§ Source document
Warren Buffet’s Advice to be financially healthy
We begin this New Year with dampened enthusiasm and dented optimism. Our happiness is diluted and our peace is threatened by the financial illness that has infected our families, organizations and nations. Everyone is desperate to find a remedy that will cure their financial illness and help them recover their financial health. They expect financial experts to provide them with remedies, forgetting the fact that it is these experts who created this financial mess. Every new year, I adopt a couple of old maxims as my beacons to guide my future. This self-prescribed therapy has ensured that with each passing year, I grow wiser and not older. This year, I invite you to tap into the financial wisdom of our elders along with me and become financially wiser.
Hard Work: All hardwork bring a profit, but mere talk leads only to poverty
Laziness: A sleeping lobster is carried away by the water current
Earnings : Never depend on a single source of income. (At least make your investments get your second earning)
Spending: If you buy things you don’t need, you’ll soon sell things you need.

§ Data extracts
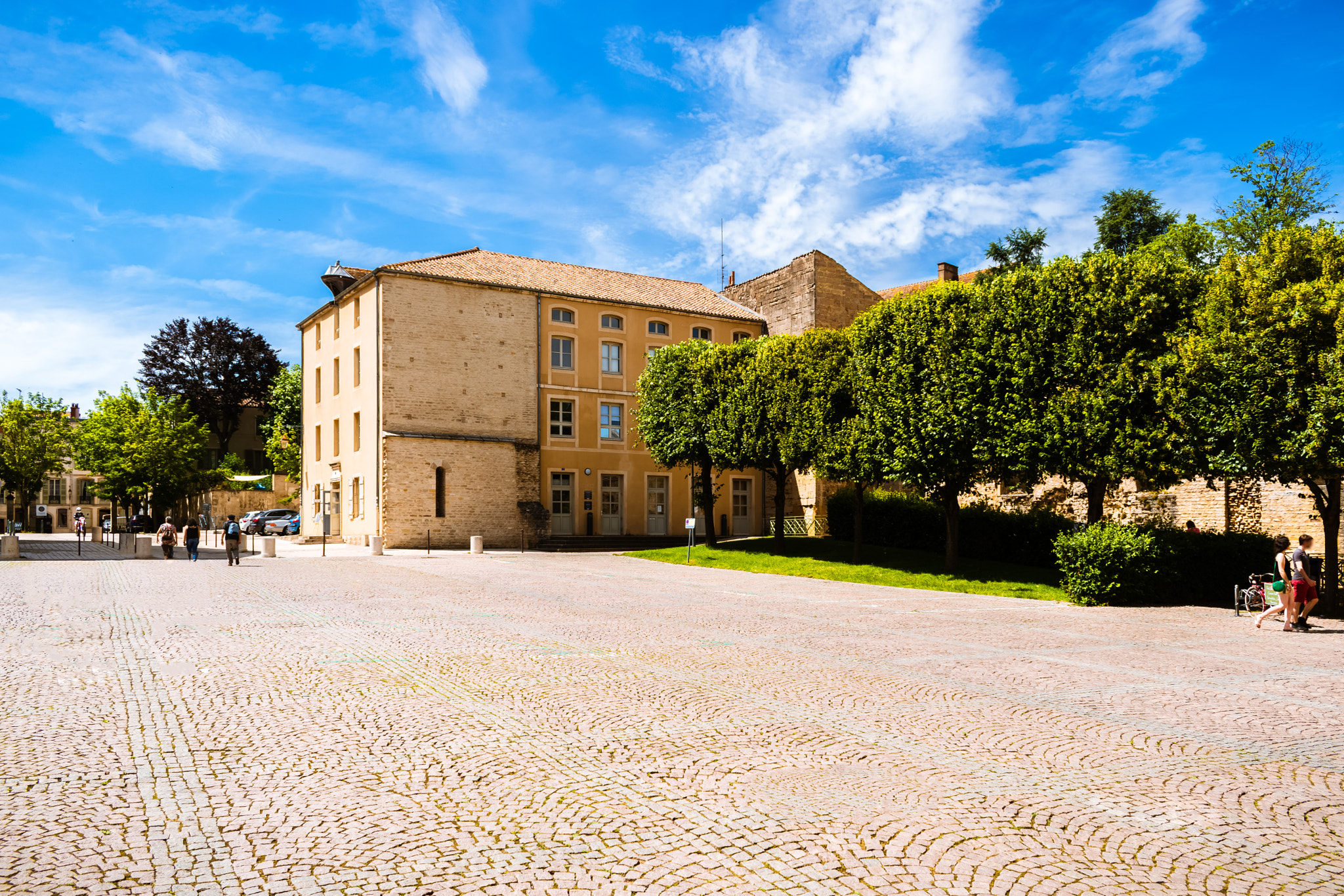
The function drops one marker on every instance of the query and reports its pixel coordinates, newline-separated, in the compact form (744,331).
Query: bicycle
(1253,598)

--

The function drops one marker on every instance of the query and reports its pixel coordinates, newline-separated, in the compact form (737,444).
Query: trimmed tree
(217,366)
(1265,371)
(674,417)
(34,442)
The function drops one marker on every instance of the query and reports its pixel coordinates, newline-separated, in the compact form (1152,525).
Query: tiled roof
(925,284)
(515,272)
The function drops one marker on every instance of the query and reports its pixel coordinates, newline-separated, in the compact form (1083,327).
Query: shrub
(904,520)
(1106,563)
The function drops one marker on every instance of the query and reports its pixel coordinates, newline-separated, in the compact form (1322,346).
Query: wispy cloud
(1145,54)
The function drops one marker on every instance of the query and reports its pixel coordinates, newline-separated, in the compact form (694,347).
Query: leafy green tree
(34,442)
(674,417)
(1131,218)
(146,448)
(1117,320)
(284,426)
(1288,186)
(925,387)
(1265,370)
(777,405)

§ Assigned task 1
Name every topic label that introduces a maxim in the financial advice text.
§ Assigned task 2
Please carry on the financial advice text from its last maxim. Add more maxims in the same "Label: saying" form.
The listing is unrelated to the text and comes from a different source.

§ Exercise result 1
Hard Work, Laziness, Earnings, Spending

§ Exercise result 2
Savings: Don’t save what is left after spending. Spend what is left after saving
Borrowings: The borrower becomes the lender’s slave.
Accounting: It’s no use carrying an umbrella if your shoes is leaking
Auditing: Beware of little expenses. A small leak can sink a large ship.
Risk Taking: Never test the depth of the river with both feet. (Have an alternative plan ready)
Investment: Don’t put all your eggs in one basket.
I’m certain that those who have already been practicing these principles remain financially healthy. I’m equally confident that those who resolve to start practicing these principles will quickly regain their financial health and become wise and lead a happy, healthy, prosperous and peaceful life.